Supplied data ->
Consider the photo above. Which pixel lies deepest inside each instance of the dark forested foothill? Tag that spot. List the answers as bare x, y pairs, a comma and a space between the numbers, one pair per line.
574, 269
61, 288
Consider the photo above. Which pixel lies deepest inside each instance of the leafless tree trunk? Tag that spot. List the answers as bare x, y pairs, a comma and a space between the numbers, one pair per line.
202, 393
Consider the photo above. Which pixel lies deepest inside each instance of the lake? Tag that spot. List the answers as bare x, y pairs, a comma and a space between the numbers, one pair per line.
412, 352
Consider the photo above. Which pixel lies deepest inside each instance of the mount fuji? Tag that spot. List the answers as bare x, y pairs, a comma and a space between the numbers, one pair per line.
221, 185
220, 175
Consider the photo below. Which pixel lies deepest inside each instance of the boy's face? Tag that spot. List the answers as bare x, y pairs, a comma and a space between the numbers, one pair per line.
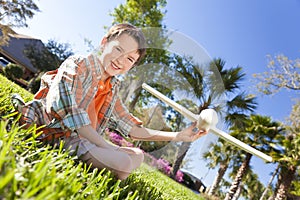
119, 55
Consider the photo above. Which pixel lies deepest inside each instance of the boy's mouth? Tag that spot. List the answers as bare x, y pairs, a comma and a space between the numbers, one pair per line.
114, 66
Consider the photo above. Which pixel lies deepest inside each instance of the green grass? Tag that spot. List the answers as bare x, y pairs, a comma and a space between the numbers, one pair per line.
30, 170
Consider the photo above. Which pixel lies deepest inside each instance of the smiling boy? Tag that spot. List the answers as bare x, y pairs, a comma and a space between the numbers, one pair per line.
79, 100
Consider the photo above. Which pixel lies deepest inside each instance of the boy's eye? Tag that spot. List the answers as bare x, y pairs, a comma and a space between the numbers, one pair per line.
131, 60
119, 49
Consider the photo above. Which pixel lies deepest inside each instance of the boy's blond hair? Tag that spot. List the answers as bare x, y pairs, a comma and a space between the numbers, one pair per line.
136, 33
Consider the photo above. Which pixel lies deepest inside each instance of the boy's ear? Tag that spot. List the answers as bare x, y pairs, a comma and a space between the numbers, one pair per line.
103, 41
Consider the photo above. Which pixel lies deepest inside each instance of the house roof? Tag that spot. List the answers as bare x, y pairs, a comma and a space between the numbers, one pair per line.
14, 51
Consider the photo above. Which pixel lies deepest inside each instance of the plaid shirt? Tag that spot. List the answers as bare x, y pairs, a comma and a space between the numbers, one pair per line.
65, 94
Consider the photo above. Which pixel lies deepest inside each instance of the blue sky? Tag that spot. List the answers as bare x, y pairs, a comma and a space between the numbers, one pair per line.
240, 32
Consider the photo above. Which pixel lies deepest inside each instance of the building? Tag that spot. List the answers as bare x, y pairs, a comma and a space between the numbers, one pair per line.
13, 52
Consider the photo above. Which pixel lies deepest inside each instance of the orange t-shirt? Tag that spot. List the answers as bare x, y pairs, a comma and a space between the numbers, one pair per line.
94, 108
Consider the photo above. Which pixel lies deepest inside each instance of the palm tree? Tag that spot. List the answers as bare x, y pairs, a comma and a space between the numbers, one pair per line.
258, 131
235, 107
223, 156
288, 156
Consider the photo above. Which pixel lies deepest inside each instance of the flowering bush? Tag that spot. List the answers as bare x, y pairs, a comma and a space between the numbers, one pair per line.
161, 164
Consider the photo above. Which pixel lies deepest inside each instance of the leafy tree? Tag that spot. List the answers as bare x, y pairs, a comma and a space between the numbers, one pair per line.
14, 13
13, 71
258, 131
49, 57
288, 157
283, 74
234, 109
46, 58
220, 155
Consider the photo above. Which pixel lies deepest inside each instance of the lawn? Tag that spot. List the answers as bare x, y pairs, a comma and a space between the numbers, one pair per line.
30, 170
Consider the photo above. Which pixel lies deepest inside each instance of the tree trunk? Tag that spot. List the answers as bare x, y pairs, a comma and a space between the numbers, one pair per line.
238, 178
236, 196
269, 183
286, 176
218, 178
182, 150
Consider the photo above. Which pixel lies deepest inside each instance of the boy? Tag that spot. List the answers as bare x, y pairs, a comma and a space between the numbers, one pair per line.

Task brief ->
Copy out the lines from the line containing "of the lawn?" to the end of the listing above, without alteration.

Output of the exercise ->
Consider the photo above. Which pixel lies deepest inside each instance of the lawn? Tag that spot. List the answers as bare x, y pairs, a comma and a space between the numbers, one pair per line.
30, 170
Consider the photo above. Which pixel lies deepest inside each instance of the tree trunk? Tag that spot. List the answers as bare x, y pairs, a comma and a space between the numbers, one pair per line.
238, 178
236, 196
269, 183
286, 176
218, 178
182, 150
Consider the photo above. Which pixel lies deepest inside each instance of the boy? Tag that spot. List the answers as bare x, y pairs, a comma and a space between the numbers, one pair per line.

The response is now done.